Each line below with the string "white" should be copied.

--- Supplied material Enclosed Below ---

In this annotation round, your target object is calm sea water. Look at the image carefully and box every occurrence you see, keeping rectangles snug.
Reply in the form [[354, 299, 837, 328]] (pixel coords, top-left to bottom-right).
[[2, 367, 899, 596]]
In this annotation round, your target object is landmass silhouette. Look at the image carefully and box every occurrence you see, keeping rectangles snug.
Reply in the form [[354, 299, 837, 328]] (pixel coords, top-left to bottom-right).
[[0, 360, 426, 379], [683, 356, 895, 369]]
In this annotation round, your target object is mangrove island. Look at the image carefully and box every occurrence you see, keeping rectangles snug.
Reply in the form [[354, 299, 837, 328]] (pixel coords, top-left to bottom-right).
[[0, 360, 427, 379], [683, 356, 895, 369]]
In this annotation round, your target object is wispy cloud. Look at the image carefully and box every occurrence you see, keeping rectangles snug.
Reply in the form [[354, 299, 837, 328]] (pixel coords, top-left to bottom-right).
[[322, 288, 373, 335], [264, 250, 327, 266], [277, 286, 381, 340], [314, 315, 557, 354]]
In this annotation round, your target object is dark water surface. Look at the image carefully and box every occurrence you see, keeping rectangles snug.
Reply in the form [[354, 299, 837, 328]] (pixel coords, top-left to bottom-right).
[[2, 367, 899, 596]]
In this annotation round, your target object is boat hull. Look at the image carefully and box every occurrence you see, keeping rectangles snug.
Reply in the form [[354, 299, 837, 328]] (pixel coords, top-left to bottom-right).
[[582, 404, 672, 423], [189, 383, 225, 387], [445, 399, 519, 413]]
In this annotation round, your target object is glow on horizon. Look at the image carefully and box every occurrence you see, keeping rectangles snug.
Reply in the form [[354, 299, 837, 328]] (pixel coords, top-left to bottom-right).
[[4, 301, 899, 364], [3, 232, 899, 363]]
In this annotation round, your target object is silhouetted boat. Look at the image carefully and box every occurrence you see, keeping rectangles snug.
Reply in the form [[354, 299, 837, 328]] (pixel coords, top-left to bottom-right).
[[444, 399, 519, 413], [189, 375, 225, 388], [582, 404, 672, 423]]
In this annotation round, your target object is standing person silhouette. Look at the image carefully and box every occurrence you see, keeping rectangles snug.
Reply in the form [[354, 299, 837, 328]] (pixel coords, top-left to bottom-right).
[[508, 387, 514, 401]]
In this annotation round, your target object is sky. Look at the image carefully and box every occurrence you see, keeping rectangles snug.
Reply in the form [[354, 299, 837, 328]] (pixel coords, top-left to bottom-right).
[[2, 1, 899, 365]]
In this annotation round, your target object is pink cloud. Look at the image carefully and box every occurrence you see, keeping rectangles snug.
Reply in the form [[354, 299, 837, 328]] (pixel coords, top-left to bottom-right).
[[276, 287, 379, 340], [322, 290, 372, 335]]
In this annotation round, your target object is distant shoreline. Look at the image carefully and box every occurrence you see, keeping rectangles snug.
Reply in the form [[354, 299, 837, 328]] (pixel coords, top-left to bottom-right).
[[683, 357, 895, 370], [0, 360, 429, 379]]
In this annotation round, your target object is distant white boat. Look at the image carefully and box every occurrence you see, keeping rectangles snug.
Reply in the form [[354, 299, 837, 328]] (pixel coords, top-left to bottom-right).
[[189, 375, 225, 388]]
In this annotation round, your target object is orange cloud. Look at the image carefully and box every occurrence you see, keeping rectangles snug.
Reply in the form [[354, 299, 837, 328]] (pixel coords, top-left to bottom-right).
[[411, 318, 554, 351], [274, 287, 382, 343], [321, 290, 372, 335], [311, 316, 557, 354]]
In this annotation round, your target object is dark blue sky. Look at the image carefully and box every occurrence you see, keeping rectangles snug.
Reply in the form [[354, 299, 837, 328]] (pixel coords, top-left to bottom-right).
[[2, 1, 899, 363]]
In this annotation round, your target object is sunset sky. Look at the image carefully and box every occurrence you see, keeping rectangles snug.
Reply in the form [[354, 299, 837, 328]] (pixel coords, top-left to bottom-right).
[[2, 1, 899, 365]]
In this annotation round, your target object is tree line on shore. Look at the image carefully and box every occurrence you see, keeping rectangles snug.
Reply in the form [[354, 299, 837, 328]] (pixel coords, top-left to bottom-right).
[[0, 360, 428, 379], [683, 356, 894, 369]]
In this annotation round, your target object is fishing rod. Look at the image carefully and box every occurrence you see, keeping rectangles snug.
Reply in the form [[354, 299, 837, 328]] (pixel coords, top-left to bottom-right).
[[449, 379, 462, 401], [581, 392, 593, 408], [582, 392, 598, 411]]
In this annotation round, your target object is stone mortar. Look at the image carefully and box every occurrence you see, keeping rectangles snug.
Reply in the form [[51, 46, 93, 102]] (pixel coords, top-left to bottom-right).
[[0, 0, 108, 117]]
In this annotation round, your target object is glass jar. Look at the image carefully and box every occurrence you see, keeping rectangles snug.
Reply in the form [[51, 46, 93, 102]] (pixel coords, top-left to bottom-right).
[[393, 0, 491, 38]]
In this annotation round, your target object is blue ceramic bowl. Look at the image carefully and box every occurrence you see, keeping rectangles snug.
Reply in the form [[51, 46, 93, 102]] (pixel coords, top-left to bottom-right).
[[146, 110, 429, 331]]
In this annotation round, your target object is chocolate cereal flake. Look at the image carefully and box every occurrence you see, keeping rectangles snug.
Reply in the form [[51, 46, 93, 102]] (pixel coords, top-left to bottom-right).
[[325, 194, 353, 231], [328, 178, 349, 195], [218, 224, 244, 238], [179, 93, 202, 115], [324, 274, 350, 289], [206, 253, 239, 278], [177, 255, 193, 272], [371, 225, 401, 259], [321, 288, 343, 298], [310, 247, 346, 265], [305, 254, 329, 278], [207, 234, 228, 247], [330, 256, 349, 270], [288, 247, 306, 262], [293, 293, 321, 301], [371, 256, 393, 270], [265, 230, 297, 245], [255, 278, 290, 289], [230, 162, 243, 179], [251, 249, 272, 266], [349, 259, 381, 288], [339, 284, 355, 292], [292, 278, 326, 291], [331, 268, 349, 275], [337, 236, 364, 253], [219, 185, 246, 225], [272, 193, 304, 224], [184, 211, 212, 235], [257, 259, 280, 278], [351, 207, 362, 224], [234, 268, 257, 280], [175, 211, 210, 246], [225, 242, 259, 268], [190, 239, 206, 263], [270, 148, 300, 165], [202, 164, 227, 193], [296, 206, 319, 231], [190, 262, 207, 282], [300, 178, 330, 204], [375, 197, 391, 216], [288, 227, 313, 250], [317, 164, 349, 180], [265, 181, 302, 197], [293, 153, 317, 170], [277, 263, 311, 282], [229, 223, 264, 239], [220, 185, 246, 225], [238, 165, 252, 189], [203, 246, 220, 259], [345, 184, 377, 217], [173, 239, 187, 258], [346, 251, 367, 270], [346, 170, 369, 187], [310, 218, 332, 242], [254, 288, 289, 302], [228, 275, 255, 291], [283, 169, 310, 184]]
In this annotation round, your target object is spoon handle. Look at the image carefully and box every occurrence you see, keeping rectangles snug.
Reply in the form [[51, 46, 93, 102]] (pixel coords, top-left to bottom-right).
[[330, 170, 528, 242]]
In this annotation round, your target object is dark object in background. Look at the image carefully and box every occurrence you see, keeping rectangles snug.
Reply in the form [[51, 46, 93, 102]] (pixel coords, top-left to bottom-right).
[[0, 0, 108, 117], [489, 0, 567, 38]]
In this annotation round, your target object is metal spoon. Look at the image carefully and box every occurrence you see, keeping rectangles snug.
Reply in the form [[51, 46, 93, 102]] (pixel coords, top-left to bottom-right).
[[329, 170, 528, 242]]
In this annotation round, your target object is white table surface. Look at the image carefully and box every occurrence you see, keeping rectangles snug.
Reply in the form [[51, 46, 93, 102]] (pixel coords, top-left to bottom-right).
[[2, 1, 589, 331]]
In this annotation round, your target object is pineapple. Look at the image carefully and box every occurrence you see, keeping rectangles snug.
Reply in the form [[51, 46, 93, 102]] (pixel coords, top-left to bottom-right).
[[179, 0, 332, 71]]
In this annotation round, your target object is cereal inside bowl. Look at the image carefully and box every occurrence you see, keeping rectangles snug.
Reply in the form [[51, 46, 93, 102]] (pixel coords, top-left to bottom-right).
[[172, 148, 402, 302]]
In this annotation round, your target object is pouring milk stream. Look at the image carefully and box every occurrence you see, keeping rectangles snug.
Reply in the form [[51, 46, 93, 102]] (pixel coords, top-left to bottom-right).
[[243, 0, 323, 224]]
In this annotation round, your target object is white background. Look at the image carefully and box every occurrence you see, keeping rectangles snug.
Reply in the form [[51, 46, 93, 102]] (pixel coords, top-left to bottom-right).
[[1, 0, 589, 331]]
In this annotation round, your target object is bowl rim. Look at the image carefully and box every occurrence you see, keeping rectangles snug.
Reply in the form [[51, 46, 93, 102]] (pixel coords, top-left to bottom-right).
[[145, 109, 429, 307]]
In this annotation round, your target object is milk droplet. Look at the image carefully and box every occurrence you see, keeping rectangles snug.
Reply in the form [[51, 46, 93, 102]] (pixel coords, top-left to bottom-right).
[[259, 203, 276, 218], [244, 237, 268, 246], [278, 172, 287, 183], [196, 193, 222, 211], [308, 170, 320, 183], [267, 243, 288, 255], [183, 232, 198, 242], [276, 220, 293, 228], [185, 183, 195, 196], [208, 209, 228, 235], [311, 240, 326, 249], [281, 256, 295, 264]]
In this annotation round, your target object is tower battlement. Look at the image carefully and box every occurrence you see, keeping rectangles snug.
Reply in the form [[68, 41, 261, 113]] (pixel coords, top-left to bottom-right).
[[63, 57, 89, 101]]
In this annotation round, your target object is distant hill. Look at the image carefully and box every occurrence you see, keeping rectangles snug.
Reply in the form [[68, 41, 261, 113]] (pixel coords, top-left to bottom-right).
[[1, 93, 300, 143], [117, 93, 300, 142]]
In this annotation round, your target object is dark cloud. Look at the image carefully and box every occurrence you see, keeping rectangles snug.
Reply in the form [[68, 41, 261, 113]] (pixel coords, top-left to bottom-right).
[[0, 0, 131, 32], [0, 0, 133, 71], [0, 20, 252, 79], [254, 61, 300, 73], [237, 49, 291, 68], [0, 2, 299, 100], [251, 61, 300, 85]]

--- End of Enclosed Supplied material ---

• Output of the task
In this annotation round, your target object is distant white boat. Look at the image carefully and box every occurrence you see, keeping rectangles snug.
In this annotation round, your target object is white table surface. Look at the image carefully and box every occurrence you see, keeping rectangles snug.
In this annotation round, your target object is white background. Look at the image carefully and box every occurrence you see, keeping rectangles snug.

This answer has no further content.